→ Exercise details:
Copy the records below word for word, starting at the line that contains "Q: Locate the red marble" and ending at the end of the records, leaving out the pictures.

→ Source records:
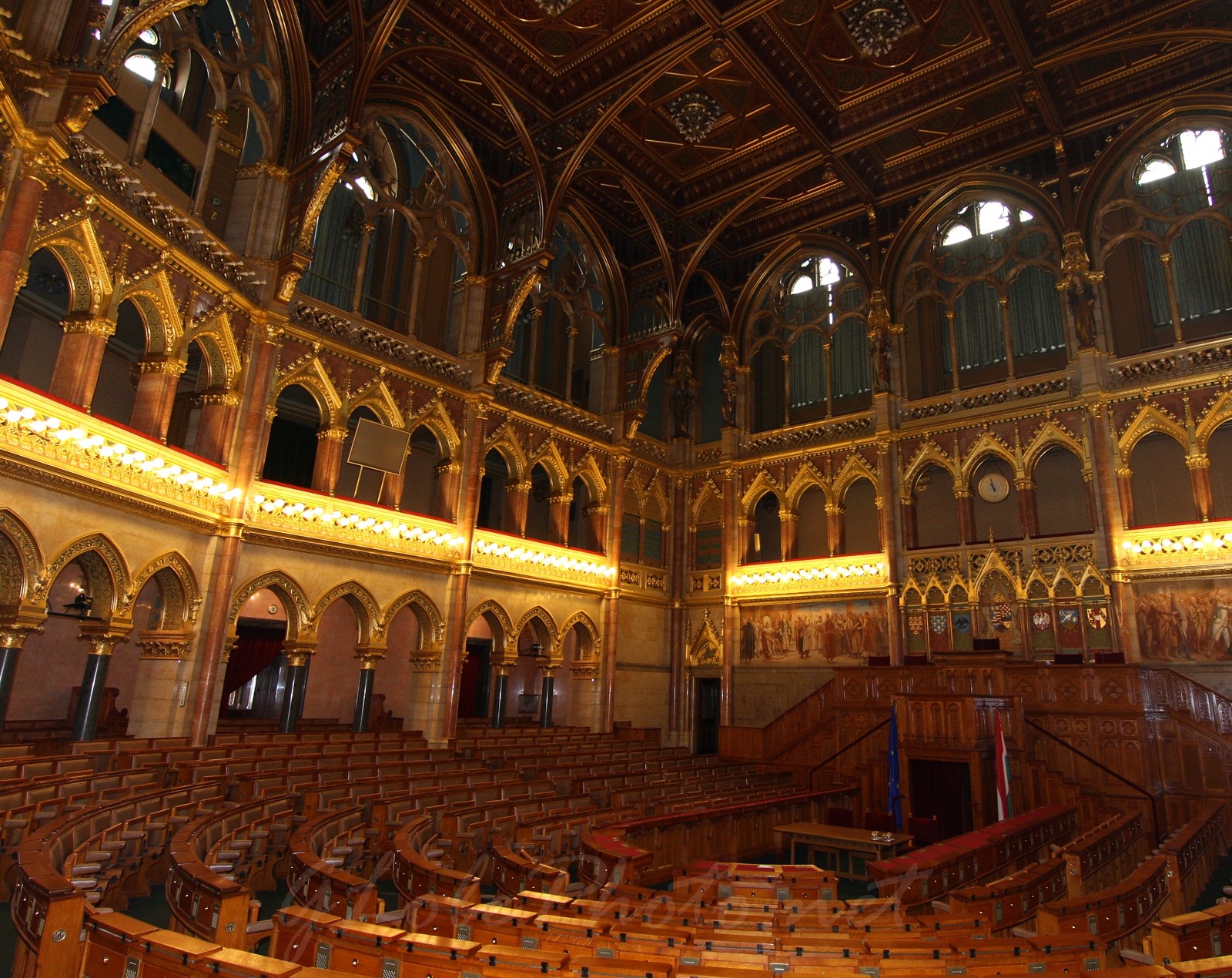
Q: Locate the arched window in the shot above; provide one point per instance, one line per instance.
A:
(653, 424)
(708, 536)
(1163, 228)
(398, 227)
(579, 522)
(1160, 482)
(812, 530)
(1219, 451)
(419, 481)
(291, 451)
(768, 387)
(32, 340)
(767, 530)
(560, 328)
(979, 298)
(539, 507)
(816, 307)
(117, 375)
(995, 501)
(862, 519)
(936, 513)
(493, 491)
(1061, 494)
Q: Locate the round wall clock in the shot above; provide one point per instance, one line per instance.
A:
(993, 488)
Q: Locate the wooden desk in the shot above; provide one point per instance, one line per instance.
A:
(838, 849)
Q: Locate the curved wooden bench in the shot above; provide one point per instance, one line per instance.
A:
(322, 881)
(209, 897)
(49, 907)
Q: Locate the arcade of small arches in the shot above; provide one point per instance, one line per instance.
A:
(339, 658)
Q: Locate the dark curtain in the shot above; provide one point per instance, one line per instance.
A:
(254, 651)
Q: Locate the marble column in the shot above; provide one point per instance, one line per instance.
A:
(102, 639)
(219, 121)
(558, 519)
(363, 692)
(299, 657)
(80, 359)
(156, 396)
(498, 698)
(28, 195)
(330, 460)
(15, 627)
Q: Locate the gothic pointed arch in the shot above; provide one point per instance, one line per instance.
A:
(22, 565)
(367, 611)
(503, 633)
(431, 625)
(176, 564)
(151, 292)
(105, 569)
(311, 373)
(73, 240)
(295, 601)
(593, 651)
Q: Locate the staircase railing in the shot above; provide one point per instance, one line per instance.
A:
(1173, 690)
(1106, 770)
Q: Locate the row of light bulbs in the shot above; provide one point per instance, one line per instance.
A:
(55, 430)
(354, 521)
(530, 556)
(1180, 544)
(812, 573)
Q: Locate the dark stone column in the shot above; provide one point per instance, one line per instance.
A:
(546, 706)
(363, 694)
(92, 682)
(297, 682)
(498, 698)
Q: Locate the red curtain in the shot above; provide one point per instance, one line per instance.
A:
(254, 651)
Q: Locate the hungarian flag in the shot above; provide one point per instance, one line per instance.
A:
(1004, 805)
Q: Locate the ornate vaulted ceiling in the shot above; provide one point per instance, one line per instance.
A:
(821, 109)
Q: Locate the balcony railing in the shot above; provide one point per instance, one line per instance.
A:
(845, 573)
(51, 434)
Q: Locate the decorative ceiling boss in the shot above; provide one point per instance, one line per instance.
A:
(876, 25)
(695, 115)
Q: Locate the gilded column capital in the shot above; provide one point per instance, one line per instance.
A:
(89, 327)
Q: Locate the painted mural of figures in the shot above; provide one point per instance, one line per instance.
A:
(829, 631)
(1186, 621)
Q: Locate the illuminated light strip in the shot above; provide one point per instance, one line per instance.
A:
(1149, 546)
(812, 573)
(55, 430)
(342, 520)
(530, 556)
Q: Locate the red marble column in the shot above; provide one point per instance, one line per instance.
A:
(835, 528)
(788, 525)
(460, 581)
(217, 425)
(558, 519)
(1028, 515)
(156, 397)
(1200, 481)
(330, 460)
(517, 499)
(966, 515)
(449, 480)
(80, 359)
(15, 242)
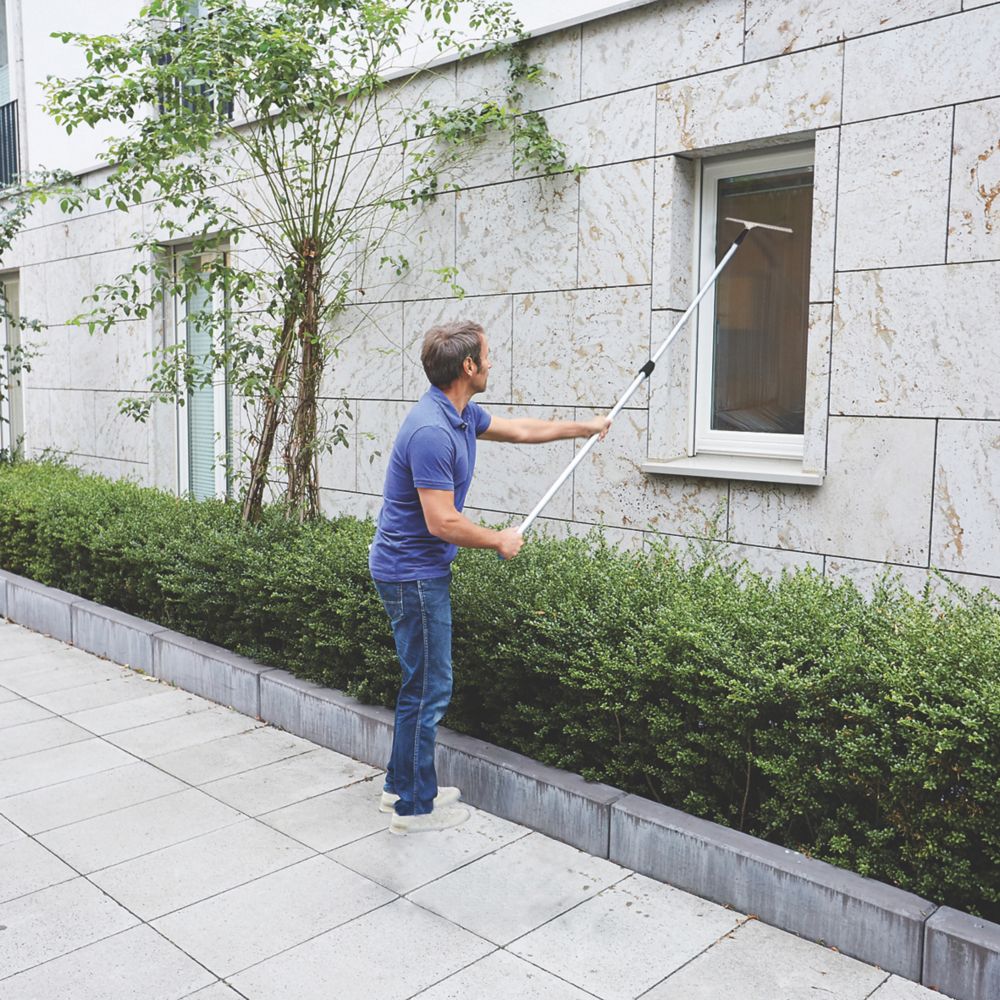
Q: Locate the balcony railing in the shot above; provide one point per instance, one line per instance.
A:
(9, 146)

→ Answer in full:
Q: Locate the red marble column in the shot above; provide one point per instance, one line per instance.
A:
(835, 528)
(788, 525)
(460, 581)
(217, 425)
(558, 519)
(1028, 515)
(156, 397)
(1200, 481)
(330, 460)
(517, 499)
(966, 515)
(449, 480)
(80, 359)
(15, 242)
Q: Locate the balcony railing in the shot above; provide one point per instance, one line per instance.
A:
(9, 146)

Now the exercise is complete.